§ **What to produce**
Exact copies of all the entries are needed.
########################################
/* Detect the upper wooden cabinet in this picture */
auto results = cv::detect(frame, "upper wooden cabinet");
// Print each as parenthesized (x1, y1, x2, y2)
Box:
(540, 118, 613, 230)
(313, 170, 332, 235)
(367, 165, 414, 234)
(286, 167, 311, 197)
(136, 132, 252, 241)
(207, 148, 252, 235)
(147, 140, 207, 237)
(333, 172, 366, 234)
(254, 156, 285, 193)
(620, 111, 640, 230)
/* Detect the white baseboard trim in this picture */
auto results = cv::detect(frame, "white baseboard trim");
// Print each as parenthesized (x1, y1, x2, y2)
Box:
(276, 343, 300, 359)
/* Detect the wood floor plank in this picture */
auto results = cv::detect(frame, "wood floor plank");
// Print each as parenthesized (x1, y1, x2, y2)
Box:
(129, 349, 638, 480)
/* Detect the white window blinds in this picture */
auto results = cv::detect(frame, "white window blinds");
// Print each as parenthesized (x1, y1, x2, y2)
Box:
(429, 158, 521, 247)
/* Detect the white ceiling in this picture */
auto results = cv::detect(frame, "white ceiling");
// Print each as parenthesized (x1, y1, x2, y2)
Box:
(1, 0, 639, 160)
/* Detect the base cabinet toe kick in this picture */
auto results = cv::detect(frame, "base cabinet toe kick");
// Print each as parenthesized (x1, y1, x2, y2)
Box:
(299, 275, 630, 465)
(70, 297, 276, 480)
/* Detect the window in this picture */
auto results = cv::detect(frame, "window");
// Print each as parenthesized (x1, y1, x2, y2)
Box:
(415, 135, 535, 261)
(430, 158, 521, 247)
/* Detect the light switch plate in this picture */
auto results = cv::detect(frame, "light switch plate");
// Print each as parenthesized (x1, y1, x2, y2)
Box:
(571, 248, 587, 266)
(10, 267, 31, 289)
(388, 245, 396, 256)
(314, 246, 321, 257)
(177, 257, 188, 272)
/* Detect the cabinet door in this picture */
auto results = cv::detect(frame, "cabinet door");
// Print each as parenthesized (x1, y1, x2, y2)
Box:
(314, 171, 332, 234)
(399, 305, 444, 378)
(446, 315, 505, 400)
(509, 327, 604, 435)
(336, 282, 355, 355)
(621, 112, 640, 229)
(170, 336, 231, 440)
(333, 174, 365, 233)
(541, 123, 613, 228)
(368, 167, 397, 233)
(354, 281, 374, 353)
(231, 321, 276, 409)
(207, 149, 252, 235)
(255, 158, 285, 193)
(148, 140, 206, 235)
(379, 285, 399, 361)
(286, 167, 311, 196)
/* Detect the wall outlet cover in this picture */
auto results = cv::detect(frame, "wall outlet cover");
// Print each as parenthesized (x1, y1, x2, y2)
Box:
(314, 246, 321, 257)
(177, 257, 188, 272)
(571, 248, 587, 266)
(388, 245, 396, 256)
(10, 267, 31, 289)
########################################
§ **Response area**
/* Detect the upper wooden cabinet in this picture */
auto results = cv::detect(frame, "upper wooden cabinet");
// Print each as parenthesized (x1, y1, x2, y2)
Box:
(540, 118, 613, 230)
(313, 170, 332, 235)
(367, 165, 414, 234)
(286, 167, 311, 197)
(136, 132, 252, 241)
(207, 148, 252, 235)
(147, 140, 207, 237)
(333, 172, 366, 234)
(254, 156, 285, 193)
(620, 111, 640, 230)
/* Detect the white baseboard trim in this picture */
auto results = cv::detect(frame, "white baseboard trim");
// Print each as parenthesized (x1, y1, x2, y2)
Box:
(276, 343, 300, 359)
/* Detect the wood floor plank in this picture */
auto results = cv::detect(frame, "wood floor plank");
// Print each as parenthesized (x1, y1, x2, y2)
Box:
(129, 349, 638, 480)
/* Detect the white window blinds in this picture */
auto results = cv::detect(frame, "white window blinds");
// Print each as parenthesized (x1, y1, x2, y2)
Box:
(429, 158, 521, 247)
/* Detect the white ceiling in this picture */
auto results = cv::detect(frame, "white ceiling");
// Print each as parenthesized (x1, y1, x2, y2)
Box:
(1, 0, 639, 160)
/* Detect the base cabinet toe kick in this picture */
auto results = cv::detect(frame, "base cabinet toe kick");
// Print each as parenthesized (x1, y1, x2, y2)
Box:
(299, 275, 630, 465)
(70, 297, 276, 480)
/* Detect the window in this picture */
auto results = cv::detect(frame, "window");
// Print each as parenthesized (x1, y1, x2, y2)
Box:
(415, 135, 535, 261)
(430, 158, 521, 247)
/* Detect the light switch plate in this picture */
auto results = cv::detect(frame, "light switch plate");
// Print each as parenthesized (x1, y1, x2, y2)
Box:
(571, 248, 587, 266)
(10, 267, 31, 289)
(388, 245, 396, 256)
(314, 246, 321, 257)
(177, 257, 188, 272)
/* Detect the cabinet door in this picture */
auto results = cv::detect(frame, "cabinet door");
// Print each as parenthesized (x1, y1, x2, y2)
Box:
(314, 171, 332, 234)
(399, 305, 444, 378)
(446, 315, 505, 400)
(509, 327, 604, 435)
(336, 282, 355, 355)
(621, 112, 640, 229)
(170, 336, 231, 440)
(333, 174, 365, 233)
(541, 123, 613, 228)
(368, 167, 397, 233)
(354, 281, 374, 353)
(231, 321, 276, 409)
(207, 149, 252, 235)
(255, 158, 285, 193)
(148, 140, 206, 235)
(379, 285, 399, 361)
(286, 167, 311, 196)
/* Detect the wall outlet cover in this picture */
auto results = cv::detect(frame, "wall outlet cover");
// Print each as parenthesized (x1, y1, x2, y2)
Box:
(314, 246, 321, 257)
(177, 257, 188, 272)
(571, 248, 587, 266)
(388, 245, 396, 256)
(10, 267, 31, 289)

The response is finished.